EXERCISE AIM:
Copy out every line of the data exactly; do not include the images.
───── RECORDS PROVIDED ─────
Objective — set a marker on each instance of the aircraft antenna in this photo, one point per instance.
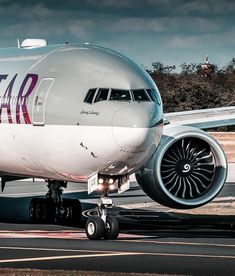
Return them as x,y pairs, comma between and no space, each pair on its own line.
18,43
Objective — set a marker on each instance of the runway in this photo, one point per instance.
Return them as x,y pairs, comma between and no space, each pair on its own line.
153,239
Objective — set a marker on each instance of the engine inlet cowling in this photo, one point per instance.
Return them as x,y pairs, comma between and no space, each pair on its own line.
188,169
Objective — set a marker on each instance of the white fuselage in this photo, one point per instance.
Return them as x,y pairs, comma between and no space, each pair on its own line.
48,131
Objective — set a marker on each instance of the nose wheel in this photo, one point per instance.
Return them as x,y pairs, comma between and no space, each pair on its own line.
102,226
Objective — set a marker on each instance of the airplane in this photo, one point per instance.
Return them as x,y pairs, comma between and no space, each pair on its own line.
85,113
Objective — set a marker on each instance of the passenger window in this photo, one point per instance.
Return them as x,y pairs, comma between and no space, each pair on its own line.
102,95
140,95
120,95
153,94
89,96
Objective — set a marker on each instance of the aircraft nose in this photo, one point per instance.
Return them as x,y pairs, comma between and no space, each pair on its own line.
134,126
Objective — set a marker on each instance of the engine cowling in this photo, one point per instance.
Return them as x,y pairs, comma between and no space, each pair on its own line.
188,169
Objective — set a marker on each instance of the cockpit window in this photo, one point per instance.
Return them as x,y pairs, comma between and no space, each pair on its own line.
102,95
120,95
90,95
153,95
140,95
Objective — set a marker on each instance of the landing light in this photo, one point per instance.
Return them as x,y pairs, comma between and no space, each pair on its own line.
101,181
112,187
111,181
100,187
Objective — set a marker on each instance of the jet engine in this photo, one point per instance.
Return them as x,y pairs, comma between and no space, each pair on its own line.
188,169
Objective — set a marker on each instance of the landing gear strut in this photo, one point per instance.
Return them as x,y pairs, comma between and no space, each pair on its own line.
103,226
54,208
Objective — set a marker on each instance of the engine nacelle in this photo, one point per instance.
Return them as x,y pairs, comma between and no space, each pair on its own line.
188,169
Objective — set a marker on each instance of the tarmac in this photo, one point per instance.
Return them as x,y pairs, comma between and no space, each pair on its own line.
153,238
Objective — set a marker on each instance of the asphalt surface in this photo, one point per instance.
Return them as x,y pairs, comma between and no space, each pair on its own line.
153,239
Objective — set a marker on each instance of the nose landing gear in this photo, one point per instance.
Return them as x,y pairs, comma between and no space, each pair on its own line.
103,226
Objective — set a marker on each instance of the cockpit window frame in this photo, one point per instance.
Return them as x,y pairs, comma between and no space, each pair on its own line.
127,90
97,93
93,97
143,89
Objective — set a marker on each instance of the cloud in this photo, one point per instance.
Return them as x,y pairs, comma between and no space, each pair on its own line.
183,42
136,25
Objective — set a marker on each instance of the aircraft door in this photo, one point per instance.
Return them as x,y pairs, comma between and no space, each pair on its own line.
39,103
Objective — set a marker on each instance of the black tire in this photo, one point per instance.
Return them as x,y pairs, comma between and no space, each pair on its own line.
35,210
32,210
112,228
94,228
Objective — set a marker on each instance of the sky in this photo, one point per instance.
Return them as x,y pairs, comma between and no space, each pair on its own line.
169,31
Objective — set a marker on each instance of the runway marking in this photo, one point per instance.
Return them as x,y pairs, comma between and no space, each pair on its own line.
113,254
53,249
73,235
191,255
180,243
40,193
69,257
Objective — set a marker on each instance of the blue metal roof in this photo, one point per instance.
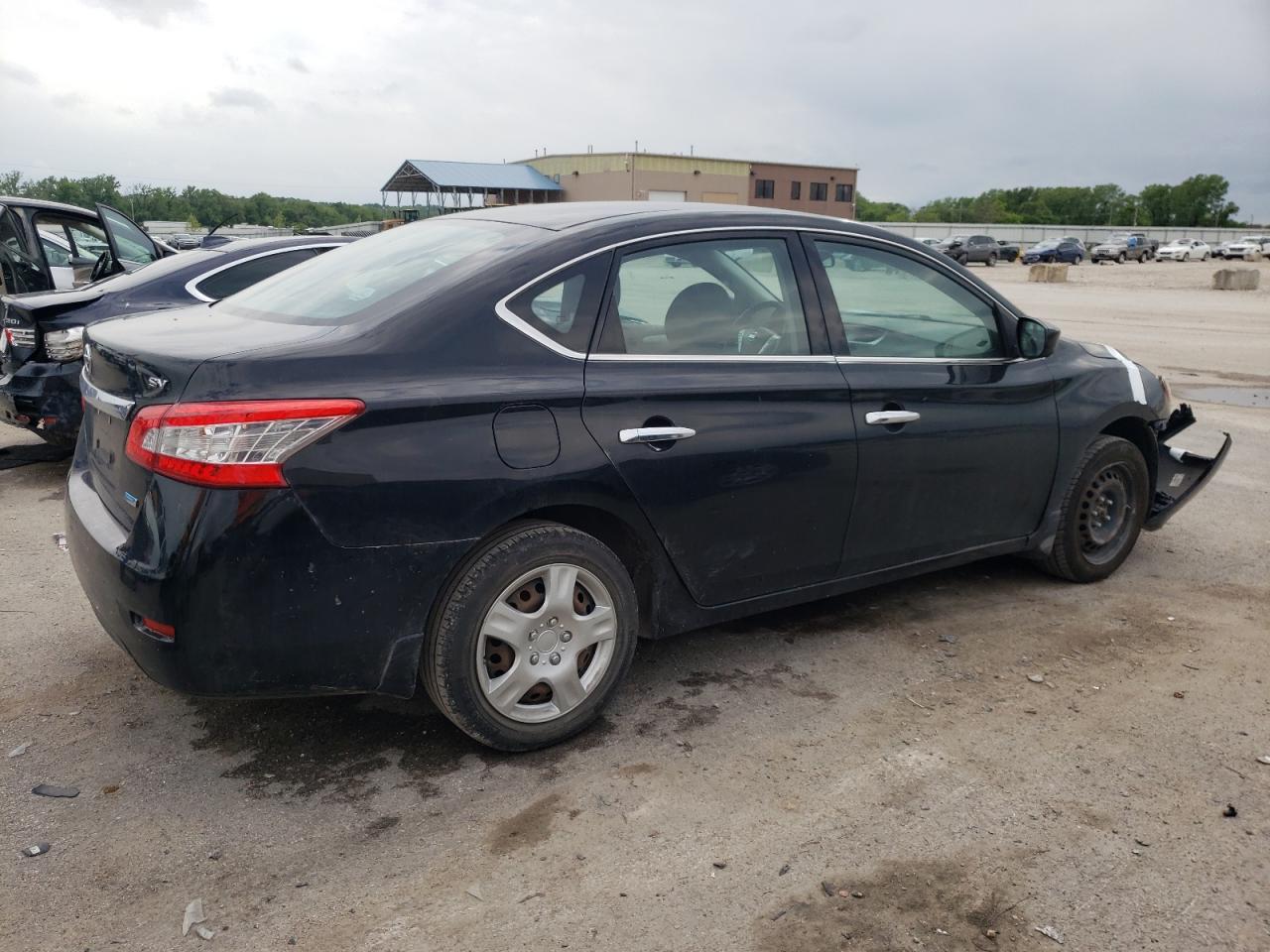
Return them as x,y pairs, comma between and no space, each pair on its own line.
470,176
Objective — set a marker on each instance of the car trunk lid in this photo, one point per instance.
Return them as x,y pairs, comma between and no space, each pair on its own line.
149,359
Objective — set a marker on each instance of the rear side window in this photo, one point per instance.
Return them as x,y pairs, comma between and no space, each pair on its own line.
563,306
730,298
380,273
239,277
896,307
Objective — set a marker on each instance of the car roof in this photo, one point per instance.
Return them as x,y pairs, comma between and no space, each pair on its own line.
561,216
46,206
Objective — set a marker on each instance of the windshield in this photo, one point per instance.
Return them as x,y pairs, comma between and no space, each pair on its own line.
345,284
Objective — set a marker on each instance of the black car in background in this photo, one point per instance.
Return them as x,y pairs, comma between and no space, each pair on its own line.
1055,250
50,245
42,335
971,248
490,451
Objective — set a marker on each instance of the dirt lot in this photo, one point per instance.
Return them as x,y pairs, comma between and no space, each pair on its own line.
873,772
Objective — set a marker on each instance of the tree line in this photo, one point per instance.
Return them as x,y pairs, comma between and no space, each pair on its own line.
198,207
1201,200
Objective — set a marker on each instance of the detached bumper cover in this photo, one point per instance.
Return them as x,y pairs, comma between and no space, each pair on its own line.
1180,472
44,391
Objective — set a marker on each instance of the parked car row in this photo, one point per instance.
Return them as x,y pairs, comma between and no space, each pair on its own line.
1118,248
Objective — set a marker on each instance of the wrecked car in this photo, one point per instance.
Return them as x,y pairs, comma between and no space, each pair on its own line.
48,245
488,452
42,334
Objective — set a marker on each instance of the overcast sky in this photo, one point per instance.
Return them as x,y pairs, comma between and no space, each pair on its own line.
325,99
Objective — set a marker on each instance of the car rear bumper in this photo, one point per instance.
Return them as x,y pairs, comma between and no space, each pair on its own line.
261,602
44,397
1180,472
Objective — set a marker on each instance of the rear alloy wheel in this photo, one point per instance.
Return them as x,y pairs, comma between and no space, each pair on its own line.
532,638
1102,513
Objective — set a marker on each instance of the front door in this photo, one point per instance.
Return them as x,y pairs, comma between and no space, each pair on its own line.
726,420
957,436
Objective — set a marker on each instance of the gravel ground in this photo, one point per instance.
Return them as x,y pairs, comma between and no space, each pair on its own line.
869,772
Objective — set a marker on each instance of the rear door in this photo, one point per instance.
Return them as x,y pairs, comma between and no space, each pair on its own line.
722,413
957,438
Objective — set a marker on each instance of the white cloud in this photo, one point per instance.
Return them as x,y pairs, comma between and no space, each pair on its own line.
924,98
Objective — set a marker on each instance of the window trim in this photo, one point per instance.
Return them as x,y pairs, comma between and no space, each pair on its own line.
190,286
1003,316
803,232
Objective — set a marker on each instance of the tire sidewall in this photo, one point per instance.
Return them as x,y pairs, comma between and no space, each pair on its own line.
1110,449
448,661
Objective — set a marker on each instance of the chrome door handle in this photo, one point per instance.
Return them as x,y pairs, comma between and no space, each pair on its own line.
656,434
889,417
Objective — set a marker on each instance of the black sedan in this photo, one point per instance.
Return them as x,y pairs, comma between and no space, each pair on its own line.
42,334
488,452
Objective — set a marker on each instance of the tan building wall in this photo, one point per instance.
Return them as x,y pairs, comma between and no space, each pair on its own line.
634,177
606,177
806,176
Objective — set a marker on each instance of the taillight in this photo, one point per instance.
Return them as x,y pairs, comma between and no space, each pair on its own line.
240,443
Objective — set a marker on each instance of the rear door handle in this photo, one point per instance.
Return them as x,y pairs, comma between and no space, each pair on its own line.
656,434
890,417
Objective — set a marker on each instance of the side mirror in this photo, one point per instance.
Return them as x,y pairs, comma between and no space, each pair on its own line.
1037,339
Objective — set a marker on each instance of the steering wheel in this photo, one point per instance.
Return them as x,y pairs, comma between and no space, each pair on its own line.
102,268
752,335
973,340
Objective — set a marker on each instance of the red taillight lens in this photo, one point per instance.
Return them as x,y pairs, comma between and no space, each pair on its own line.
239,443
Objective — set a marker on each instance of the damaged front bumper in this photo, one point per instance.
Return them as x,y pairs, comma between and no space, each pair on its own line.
─────
EXERCISE ANSWER:
Objective — set a marker on each instance of the aircraft antenna in this photo, one point per instance.
Return them as x,y pairs, comma between and no space, each pair on its own line.
18,43
Objective — set a marker on each instance of the runway in this photo, one point per instance.
Return them as x,y pairs, comma between and no space, each pair on its own line.
153,239
Objective — set a marker on each instance of the engine inlet cowling in this photo, one point per instance.
Return them as x,y pairs, comma between and no space, each pair on its own line.
188,169
Objective — set a marker on each instance of the white fuselage in this photo, one point per instance.
Return them as x,y pairs, comma between and no space, each pair on its own line.
48,131
Objective — set a marker on each instance of the nose wheel in this photo, one point per instance.
Return them as x,y pairs, comma between and no space, each pair on its own line.
102,226
Objective — set a marker on each instance of the airplane in this photo, one point per instance.
Return them as x,y pairs, comma between and no space, each pair on its own line.
85,113
Objective — set a marker on each instance of the passenger window in this photo, one point per instance.
Return them as x,y pairs, comma between and no space, each pair on its own line.
102,95
140,95
120,95
153,94
89,96
Objective — set a marker on each instance of the aircraft nose in this photo, one point per instance.
Return them as x,y pairs, comma between and no space, each pair on its own line.
134,126
Objective — set a marker on each instance of the engine cowling in this photo, one point per instance.
Return them as x,y pairs, comma between and no space, each pair on its own line.
188,169
Objective — set a marker on each instance of the cockpit window in this photo, one point per instance.
Return them as x,y pairs, comma between and no space, each pair on its own line.
102,95
120,95
90,95
153,95
140,95
Objective — set a marker on each instance of the landing light in this photo, one point per instance.
Return them as x,y pairs, comma between and no space, each pair on its own line.
101,181
112,187
111,181
100,187
Objective — set a marker on each instance of the jet engine in this photo, one point per instance.
Return them as x,y pairs, comma between and no space, each pair on its own line.
188,169
Objective — set a marker on each instance of the landing gear strut in this photo, one point per instance.
Return them as x,y pairs, comma between and no space, each pair on its own line.
103,226
54,208
Objective — set a marker on each instance of the engine nacelle in this photo, one point per instance.
Return them as x,y pairs, comma between and no space, each pair on its own line.
188,169
Objective — set a marker on each instance of the tarmac in this photo, one point per instance.
Return them as x,y pairs, comma between and no space, each pair on its own line.
153,238
Objective — set a marker on each instance of the asphalt surface in this photo, one point per instance.
Return them as x,y pairs, comma between and no space, each pair on its own line.
153,239
Objective — set a marker on each instance of the nose landing gear in this photo, one point per instance.
Return them as x,y pairs, comma between and no space, each pair on its own line.
103,226
Objective — set a marker on each instance of the cockpit window frame in this photo, one point per instance.
Return them as x,y pairs, comma between and no space, each pair on its own line.
127,90
97,93
93,97
143,89
Objective — set a marker on each instance of the cloud in this photo, one point per instance.
Return them as x,y pairs, comma between and no space, each pair on its own line.
183,42
136,25
Objective — set a marker on each instance of the aircraft door in this photo, one point per instance.
Return them as x,y pairs, comma between and no space, each pair on its own line.
39,103
Objective — set a marker on each instance of the black tire in this photo, one point per instance.
Return them as x,y pairs, comma between and no space, each pair on its own line.
35,210
32,210
112,228
94,228
Objective — set a marker on each instance of the sky in this photo, one point per instance.
Return them as x,y pairs, comma between and no space, each pair on its own line.
169,31
Objective — set a marker on each instance of the runway marking in this photo, one point per instance.
Return them as x,y pairs, comma between and no space, each pair on its own line.
113,254
53,249
73,235
191,255
180,243
40,193
69,257
Objective — set a marker on each instance of the blue metal roof in this photo, one point per instance.
Return them as x,y pairs, comma between and no space, each pair on its own line.
470,176
Objective — set a marker on each instance of the car trunk lid in this photo, one point per instance.
Return them as x,y pairs, comma between and no space, each pair on its own line.
149,359
Objective — set a marker on each instance of the rear side window in this photo, one point per instance.
Return them as x,y pairs, comma between and no space, each pair on its own line.
563,306
730,298
380,273
239,277
896,307
Objective — set a marker on each instance of the car roof in this photo, one point per instance.
Return them as x,y pairs, comma between and no space, each pair on its own line.
561,216
46,206
Objective — set a marker on each instance of the windshield in this photo, one point per instance.
Return them as x,y pairs, comma between and no space, each pair on its own line.
345,284
Objective — set a marker on each instance of the black car in background in this photo, one point per instance.
Return them as x,y pairs, comma between and no space, each pair on its own line.
1055,250
50,245
42,335
971,248
490,451
Objective — set a marker on each instance of the dirt lot in this photo, one point per instance.
Return them as x,y pairs, comma between and no space, each pair on its own line.
873,772
Objective — set a marker on each instance of the tree line in this photo, one point per instance.
Return them as x,y pairs, comma between and no space, each pair on its own line.
198,207
1201,200
Objective — set a marker on each instance of the detached bumper cover in this photo, one point per instance.
Return them as x,y pairs, comma between and no space, each pair on its own line.
1180,472
44,391
Objective — set a marker on each instance of the parked car row in this photo, one point per instance.
Return them as x,y pairs, comma between and no space, each pair on its own line.
1118,248
Objective — set a marker on each instance of the wrecked car in this photo, one point per instance.
Return them as x,y pairs, comma between and no space, each pair on its own line.
48,245
488,452
42,334
Objective — set a marker on each instance of the overcast sky in this photo, one point per instance.
Return them as x,y pairs, comma between and no space, each pair on its own line.
325,99
Objective — set a marker on each instance of the car rear bumper in this photo, one point per instance.
Return them as x,y pairs, comma between and no space, each pair on its own line.
261,602
44,397
1180,472
Objective — set a marker on each instance of the rear alloy wheel in this photo, one point per instance.
Return them as x,y pairs, comma between and no space, each pair on its own line.
532,638
1102,513
Objective — set a marker on each instance of the front door in this photo, one point per instance.
Return them as x,y pairs, comma between and no space, each pair on its own line.
726,420
957,436
Objective — set a marker on each instance of the gravel ground in this photo, one point per instance.
Return them as x,y pairs, comma between and no space, each pair on its own line.
869,772
Objective — set a marker on each instance of the rear door in this photo, one point per instance.
Return them as x,y pairs, comma between and no space, each pair on its own line.
722,413
957,438
Objective — set a marker on each instance of the white cloud in this photo, one point per instance.
Return them as x,y pairs, comma between and no space, each pair on its own line.
924,98
Objective — set a marker on each instance of the window trim in this photo, one point per instance.
Return them as x,y pairs, comma between and no space, each pair on its own line.
190,286
1003,316
803,232
Objective — set a marker on each instance of the tire sidewall in this photo, one point per instance.
Return them as x,y pairs, comma between and no space, each pair on its own line.
1110,449
448,661
Objective — set a marker on each instance of the chrome door handle in this photo, one point per instance.
Return them as x,y pairs, comma between and no space, each pair on its own line.
656,434
889,417
Objective — set a marker on each instance of the black sedan in this photo, one point per instance.
Return them as x,y pairs, comma between and no space, each pair on its own line.
42,334
488,452
Objective — set a marker on each instance of the tan building wall in this photo, one point per instance.
Return them as x,y pairs, comma between and no space, each pair on its own line.
634,177
606,177
806,176
Objective — set a marker on each instance of the taillight in this photo, one point per instance.
Return them as x,y pairs, comma between and no space, each pair on its own line.
240,443
Objective — set a marker on each instance of the rear door handle in this photo, one point per instance.
Return them as x,y pairs, comma between and no space, each pair on its own line.
656,434
890,417
Objective — set a marker on each instance of the side mirror in this photo, one point per instance.
Return them as x,y pairs, comma between and no space, each pair on its own line.
1037,339
Objective — set a marker on each instance of the steering wheel in this photo, one point per instance.
Return them as x,y pairs, comma between and no space, each pair on its own line.
102,268
752,335
973,340
Objective — set a marker on each instance of the red taillight lens in this photo, one point per instance.
Return them as x,y pairs, comma between and no space, each pair on its own line.
239,443
Objective — set a marker on each instance of the damaged front bumper in this photo, one point per instance.
Return them as x,y pairs, comma between and no space, each pair on its own line.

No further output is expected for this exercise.